Show every line of the records below that contains the word "front".

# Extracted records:
§ §
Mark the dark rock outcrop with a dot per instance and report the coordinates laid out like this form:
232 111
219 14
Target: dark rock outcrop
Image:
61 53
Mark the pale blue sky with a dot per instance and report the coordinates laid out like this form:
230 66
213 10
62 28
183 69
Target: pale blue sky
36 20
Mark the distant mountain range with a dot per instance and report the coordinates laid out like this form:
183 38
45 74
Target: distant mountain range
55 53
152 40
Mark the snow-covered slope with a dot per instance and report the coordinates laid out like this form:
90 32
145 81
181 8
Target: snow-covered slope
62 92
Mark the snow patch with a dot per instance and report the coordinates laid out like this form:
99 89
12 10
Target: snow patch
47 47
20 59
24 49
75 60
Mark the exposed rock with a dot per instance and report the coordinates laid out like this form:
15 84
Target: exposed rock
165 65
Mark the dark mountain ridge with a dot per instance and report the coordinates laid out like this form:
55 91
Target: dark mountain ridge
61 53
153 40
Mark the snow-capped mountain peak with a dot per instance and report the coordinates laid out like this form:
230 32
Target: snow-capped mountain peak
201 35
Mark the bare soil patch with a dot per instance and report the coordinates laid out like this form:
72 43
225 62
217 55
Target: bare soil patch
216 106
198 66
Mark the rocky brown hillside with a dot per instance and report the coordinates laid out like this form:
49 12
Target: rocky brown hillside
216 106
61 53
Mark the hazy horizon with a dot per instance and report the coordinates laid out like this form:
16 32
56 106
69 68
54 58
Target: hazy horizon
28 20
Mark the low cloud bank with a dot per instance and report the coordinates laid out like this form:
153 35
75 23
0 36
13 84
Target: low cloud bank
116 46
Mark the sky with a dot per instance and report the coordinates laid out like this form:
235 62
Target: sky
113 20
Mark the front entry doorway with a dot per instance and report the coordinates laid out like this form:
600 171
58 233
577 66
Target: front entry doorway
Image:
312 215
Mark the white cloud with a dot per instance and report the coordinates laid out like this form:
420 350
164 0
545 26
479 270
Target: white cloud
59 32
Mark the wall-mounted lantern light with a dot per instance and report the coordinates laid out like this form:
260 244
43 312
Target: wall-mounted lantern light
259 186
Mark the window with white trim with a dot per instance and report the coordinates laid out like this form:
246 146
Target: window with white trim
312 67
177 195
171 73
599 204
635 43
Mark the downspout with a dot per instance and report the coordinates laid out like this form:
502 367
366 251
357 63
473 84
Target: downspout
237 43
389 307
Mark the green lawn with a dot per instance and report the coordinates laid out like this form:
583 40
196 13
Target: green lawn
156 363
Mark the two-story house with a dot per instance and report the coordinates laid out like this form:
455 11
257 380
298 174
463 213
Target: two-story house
§ §
# ANSWER SECTION:
Mark the front entry doorway with a dot per instance and report the coordinates laid out like this form:
Target: front entry doorway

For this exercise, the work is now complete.